- PAGE TEXT:
Nurses are highly educated, highly skilled health care professionals who provide care for clients of various ages and circumstances in any setting that requires nursing services. As licensed professionals, nurses assess health needs of individuals, groups & communities, prevent illness & treat human responses to injury or disease.
As clinicians, nurses provide preventive, restorative & comfort care in a variety of healthcare arenas: hospitals, clinics, physicians' offices, client homes, ambulatory care settings, public health, nursing homes, schools, & other clinical settings. With advanced degrees and national certification, nurses may also treat minor illnesses, deliver newborns, or represent clients in the court room. They may practice more independently as nurse practitioners and work with special populations like women's/reproductive health, pediatrics, adult health/critical care or mental health.
As scholars, nurses may teach, conduct research or publish nursing & other scientific texts. As activists, nurses advocate for the public's health and welfare and may hold public office. Nurses may also become entrepreneurs, marketing a variety of health care professional services, including consultation & continuing education--- a lifelong learning need of nurses.

- EXTRACTED MATERIAL:

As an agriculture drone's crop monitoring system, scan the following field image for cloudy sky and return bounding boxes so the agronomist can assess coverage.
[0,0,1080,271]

==

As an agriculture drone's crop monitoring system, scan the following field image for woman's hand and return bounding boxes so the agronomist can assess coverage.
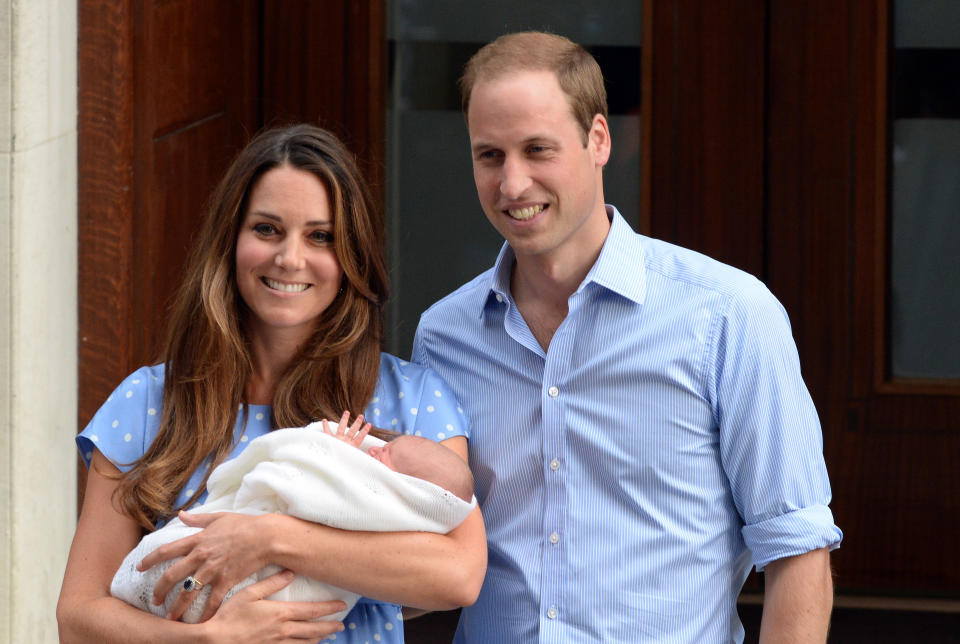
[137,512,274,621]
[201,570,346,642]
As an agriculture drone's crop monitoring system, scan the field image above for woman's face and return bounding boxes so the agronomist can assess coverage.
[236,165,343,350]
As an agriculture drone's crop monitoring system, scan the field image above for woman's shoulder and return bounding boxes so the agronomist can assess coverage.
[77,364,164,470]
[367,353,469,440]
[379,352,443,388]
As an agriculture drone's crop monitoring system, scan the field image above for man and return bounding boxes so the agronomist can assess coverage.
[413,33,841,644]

- BRIEF 1: Output the stretch of the nursing passage from "As scholars, nurses" through "need of nurses.", copied word for word.
- BRIEF 2:
Answer these questions from the nursing passage:
(a) Besides treating minor illnesses and delivering newborns, what may nurses with advanced degrees and national certification do?
(b) As activists, what may nurses hold?
(c) What does the nursing passage call continuing education?
- BRIEF 3: Resume the nursing passage, picking up right after its last sentence.

- RESULT 1:
As scholars, nurses may teach, conduct research or publish nursing & other scientific texts. As activists, nurses advocate for the public's health and welfare and may hold public office. Nurses may also become entrepreneurs, marketing a variety of health care professional services, including consultation & continuing education--- a lifelong learning need of nurses.

- RESULT 2:
(a) Represent clients in the court room.
(b) Public office.
(c) A lifelong learning need of nurses.

- RESULT 3:
As leaders, nurses with advanced degrees and experience may manage a group of health care providers, collaborate with physicians and serve on hospital and other boards of directors. Nurses may be chief nursing officers or hospital/nursing home administrators. They may own nursing staffing agencies or other entrepreneurial enterprises and serve as presidents of nursing & other associations dedicated to the health & well-being of their local community or the country at large.
Whether at the bedside or in the community, career opportunities for nurses are endless, challenging and most rewarding.